Longer pipe runs, bends, turns and other restrictions, add to inlet losses, leading to further pressure reduction in front of a pump. As a quiz, using the examples above, see if you can figure out what happens to inlet pressure if the pipe diameter is doubled? Or made half the diameter? (If you do – send the answer to us, and will publish it the Pump Magazine).
To avoid cavitation, what matters is not the suction pressure, but how much higher it is then the vapor pressure of the liquid being pumped. This is where a concept of NPSH comes handy. The available NPSHA thus is simply the difference between this total suction head, as discussed above, and vapor pressure, expressed as head, in feet.

# # #

→ **JOBS**:
(1) Reproduce everything in the pump inlet pressure passage from "Longer pipe runs, bends, turns" down to "head, in feet.".
(2) In the pump inlet pressure passage, how is the available NPSHA defined?
(3) Write the next part of the passage on pump suction pressure and NPSH, picking up after its final sentence.

→ **DATA SEGMENT**:
# # #

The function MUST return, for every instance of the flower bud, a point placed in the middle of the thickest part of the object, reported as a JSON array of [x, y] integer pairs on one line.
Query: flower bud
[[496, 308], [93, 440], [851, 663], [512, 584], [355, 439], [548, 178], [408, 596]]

# # #

→ **TASK-BY-TASK OUTPUTS**:
(1)
Longer pipe runs, bends, turns and other restrictions, add to inlet losses, leading to further pressure reduction in front of a pump. As a quiz, using the examples above, see if you can figure out what happens to inlet pressure if the pipe diameter is doubled? Or made half the diameter? (If you do – send the answer to us, and will publish it the Pump Magazine).
To avoid cavitation, what matters is not the suction pressure, but how much higher it is then the vapor pressure of the liquid being pumped. This is where a concept of NPSH comes handy. The available NPSHA thus is simply the difference between this total suction head, as discussed above, and vapor pressure, expressed as head, in feet.

(2) It is the difference between the total suction head and the vapor pressure of the liquid, expressed as head in feet.

(3)
Pump manufacturers conduct tests by gradually lowering suction pressure, and observing when things begin to get out of hands. For a while, as pressure decreases (i.e. NPSHA gets smaller), nothing happens, at least nothing obvious. A pump, operating at a set flow, keeps on pumping, and develops constant head. At some point, when the value of suction pressure (and corresponding NPSHA), reaches a certain value, a pump head begins to drop, which typically happens rather suddenly:
Figure 1-4: Development of Cavitation
Actually, things are happening inside the pump well before the sudden drop of head, but they are not as obvious. First, at still substantial suction pressure, small bubbles begin to form. This is called incipient cavitation - sort of tiny bubbles in your water cattle that begins to percolate before water is fully boiling. These small bubbles are formed and collapse, at very high frequency, and can only be detected by the special instrumentation. As pressure is decreased further, more bubbles are formed, and eventually there are so many of them, that the pump inlet becomes "vapor-locked", so that no fluid goes through, and the pump stops pumping - the head drops and disappears quickly. It would be nice if enough pressure was always available at the suction so that no bubbles were formed whatsoever. However, this is not practical, and some compromise must be reached. The Hydraulic Institute (HI) has established a special significance to a particular value of NPSHA, at which the pump total developed head drops by 3%. The value of this NPSHA, at which a pump losses 3% TDH, over (i.e. in access of) vapor pressure is called net positive suction head required (NPSHr) in order to maintain 3% TDH loss.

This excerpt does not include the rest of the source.